● **TESTO FORNITO**:
■ ■ ■
Bankitalia quindi, nell’estate ’92, vendette riserve aurifere per comprare lire per sostenerne il cambio col marco. Le banche italiane – alle dipendenze di Bankitalia che voltava la faccia da un’altra parte – prestavano lire ai propri buoni clienti per acquistare marchi, tenendo tali marchi come garanzia del prestito, lo stesso fecero nei riguardi degli esportatori che non portavano in Italia gli incassi. Il giochetto durò 3/4 mesi fino alla svalutazione, poiché, all’epoca, si poteva possedere monete straniere per un massimo di tre mesi, ma anche per non mangiarsi l’utile con gli interessi.
Smorzatasi la speculazione a fine settembre, dopo la svalutazione della lira, chi aveva acquistato marchi a 750 lire, se li vide apprezzare a 1.000 lire, col 25% di plusvalore. Otto anni dopo, ulteriore guadagno. Per un euro occorsero due marchi oppure 1.900 lire. Chi aveva acquistato marchi a 750 lire nell’estate del 1992, acquistò quindi l’euro a 1.500 lire. Un affare gigantesco a spese degli italiani. L’11 luglio 1992 Giuliano Amato prelevò forzosamente – con un decreto retroattivo al 9 luglio – il 6 per mille dai conti correnti bancari degli italiani. A settembre fu varata una manovra da 90.000 miliardi (da sommarsi ai 60.000 bruciati da Ciampi ) «per entrare in Europa».
Oggi la convertibilità del marco in euro è del tutto aperta e lo sarà in perpetuo. Gli speculatori del 1992 possono convertire con discrezione piccole somme senza dare nell’occhio. I risparmiatori italiani in lire invece hanno contro la Banca d’Italia.
■ ■ ■
● **ELENCO**:
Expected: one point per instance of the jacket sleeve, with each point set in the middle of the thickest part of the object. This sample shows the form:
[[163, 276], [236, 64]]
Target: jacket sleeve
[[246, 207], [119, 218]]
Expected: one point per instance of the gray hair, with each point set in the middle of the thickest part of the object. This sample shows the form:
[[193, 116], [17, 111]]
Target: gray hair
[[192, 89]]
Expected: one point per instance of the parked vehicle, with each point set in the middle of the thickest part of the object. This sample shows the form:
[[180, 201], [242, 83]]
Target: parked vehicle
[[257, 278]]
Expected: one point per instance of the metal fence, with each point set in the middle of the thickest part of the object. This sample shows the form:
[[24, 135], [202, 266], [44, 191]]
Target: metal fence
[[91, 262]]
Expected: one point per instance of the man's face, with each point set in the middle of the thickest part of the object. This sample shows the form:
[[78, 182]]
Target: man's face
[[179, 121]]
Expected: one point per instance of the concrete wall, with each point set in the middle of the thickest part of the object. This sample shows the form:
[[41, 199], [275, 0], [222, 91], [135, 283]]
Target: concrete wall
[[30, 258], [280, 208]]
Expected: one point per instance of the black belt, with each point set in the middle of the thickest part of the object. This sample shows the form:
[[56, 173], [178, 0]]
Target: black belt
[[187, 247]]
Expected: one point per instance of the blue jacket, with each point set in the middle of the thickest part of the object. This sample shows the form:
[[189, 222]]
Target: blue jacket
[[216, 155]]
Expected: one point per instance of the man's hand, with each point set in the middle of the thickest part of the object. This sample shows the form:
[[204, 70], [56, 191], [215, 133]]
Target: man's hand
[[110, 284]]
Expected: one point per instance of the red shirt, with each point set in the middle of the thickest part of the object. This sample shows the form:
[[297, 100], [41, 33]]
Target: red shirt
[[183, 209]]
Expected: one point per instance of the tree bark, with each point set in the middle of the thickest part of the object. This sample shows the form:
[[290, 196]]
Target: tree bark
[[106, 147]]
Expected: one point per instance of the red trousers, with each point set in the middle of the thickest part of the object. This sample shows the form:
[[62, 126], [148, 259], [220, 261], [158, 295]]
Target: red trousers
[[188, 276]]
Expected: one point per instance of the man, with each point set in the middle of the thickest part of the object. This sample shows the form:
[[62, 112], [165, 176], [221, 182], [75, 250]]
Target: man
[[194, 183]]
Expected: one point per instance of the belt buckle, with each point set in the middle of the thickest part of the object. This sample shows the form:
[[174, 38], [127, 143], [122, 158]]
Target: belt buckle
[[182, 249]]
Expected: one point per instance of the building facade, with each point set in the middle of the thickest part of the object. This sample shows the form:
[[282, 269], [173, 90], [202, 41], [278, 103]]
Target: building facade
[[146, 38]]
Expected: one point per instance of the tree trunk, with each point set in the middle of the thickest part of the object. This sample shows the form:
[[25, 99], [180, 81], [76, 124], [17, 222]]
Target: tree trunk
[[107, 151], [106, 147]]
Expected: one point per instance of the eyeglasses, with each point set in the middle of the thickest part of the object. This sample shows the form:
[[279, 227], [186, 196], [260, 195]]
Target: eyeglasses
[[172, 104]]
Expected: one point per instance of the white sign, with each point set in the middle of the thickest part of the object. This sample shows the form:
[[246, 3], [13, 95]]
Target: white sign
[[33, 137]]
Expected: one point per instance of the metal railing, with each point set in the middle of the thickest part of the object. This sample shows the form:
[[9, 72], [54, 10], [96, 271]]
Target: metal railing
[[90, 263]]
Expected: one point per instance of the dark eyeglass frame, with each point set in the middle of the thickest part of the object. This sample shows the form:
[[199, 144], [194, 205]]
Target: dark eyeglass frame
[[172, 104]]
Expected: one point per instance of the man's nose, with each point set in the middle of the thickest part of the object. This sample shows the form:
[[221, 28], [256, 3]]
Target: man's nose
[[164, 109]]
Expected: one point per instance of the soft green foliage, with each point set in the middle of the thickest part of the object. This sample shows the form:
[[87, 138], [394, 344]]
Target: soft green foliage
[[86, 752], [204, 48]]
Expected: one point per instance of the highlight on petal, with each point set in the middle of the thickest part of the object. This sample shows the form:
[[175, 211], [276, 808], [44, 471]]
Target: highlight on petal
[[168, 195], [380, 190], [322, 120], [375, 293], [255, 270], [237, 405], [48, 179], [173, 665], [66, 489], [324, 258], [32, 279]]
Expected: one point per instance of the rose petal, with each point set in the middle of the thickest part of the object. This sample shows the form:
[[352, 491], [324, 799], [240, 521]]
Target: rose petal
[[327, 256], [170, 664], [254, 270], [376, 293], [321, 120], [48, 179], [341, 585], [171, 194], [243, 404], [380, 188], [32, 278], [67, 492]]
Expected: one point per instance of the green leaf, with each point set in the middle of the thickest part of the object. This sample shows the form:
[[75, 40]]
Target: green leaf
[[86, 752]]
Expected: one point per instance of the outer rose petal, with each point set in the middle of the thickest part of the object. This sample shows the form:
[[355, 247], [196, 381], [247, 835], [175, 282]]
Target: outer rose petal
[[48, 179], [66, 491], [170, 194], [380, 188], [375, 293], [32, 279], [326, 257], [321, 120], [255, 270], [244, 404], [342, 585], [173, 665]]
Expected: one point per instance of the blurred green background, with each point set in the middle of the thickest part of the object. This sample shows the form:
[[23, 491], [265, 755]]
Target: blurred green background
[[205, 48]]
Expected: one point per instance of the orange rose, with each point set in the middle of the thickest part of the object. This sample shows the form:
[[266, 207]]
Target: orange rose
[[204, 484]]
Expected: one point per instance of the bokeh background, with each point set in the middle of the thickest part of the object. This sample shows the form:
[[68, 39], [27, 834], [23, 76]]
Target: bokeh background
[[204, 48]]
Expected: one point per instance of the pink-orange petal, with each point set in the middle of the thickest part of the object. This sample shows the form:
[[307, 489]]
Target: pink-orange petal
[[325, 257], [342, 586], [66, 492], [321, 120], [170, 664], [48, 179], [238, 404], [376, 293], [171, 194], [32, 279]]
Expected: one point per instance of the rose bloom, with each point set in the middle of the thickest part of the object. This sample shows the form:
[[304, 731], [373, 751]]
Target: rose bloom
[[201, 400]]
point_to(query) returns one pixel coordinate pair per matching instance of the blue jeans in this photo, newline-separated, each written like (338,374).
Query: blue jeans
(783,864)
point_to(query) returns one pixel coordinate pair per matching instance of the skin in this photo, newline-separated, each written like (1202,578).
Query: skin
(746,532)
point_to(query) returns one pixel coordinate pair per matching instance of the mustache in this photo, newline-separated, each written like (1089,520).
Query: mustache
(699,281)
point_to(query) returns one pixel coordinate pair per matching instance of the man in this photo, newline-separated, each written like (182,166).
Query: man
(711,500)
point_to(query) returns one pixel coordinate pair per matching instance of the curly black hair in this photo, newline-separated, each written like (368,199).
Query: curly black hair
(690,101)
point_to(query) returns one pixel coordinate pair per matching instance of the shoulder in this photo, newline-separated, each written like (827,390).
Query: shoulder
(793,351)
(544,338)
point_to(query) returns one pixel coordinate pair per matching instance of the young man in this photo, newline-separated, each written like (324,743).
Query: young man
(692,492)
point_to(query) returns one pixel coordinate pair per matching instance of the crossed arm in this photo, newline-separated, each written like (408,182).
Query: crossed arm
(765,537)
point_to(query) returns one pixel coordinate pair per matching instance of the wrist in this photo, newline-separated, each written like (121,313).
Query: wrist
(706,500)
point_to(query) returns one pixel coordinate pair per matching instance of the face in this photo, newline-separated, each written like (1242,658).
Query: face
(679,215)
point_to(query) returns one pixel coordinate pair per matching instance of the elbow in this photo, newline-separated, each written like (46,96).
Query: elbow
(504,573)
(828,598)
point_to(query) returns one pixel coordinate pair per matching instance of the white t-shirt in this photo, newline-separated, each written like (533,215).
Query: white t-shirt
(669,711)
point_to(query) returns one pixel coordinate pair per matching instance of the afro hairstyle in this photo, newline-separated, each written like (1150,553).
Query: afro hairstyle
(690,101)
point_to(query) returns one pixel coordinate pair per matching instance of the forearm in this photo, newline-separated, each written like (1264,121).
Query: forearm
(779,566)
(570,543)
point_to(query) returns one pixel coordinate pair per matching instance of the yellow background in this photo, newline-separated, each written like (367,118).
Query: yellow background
■ ■ ■
Secondo il testo fornito, quale quota dei conti correnti bancari degli italiani fu prelevata l'11 luglio 1992?

● **SOLUZIONE SCRITTA**: Il 6 per mille.